- Written instruction
Which lines in the rows below contain the word "football"? Locate each one and copy it out.

[Items from a dataset]

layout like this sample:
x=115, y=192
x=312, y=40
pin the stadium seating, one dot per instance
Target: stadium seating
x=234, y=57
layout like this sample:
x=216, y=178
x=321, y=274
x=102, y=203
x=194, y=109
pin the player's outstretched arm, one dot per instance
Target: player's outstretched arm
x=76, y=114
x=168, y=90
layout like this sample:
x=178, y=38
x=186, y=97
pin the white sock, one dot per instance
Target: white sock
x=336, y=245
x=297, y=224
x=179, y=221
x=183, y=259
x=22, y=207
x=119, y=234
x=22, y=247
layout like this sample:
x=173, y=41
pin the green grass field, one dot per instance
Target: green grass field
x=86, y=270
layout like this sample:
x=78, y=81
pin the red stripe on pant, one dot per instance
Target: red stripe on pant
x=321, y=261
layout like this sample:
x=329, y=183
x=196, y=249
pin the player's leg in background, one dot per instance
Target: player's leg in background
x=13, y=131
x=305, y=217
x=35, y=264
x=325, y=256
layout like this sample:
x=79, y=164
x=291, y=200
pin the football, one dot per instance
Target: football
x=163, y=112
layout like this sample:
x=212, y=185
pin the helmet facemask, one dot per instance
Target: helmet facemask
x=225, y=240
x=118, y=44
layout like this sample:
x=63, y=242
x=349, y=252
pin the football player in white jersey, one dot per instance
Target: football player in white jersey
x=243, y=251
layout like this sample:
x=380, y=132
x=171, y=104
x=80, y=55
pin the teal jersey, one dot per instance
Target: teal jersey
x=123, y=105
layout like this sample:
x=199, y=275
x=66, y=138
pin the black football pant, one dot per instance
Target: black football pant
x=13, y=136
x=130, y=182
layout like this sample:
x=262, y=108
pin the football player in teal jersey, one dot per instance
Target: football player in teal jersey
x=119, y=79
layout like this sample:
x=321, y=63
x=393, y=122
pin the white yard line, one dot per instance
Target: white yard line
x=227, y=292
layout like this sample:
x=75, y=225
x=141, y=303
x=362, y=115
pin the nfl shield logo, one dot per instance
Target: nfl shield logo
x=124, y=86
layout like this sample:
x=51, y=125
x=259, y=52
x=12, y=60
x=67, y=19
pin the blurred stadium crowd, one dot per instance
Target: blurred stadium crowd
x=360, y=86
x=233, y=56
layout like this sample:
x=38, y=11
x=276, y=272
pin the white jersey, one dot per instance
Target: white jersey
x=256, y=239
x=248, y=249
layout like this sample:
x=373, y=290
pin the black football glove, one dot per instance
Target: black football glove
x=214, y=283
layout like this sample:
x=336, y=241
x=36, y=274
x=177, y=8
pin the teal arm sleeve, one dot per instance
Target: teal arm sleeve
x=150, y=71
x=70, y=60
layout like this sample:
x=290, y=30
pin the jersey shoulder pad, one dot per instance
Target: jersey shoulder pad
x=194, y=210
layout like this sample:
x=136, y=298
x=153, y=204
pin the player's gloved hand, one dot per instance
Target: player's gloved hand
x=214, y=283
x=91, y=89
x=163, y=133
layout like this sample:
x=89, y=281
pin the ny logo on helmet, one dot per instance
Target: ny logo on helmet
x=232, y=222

- The completed task
pin the football, one dot per instance
Target: football
pin the football player in white jersey, one dot per instance
Target: football player in white jersey
pin the black football pant, one dot per instance
Target: black football pant
pin the football player in teal jersey, one dot per instance
Target: football player in teal jersey
pin the black football glove, one dot per instance
Target: black football glove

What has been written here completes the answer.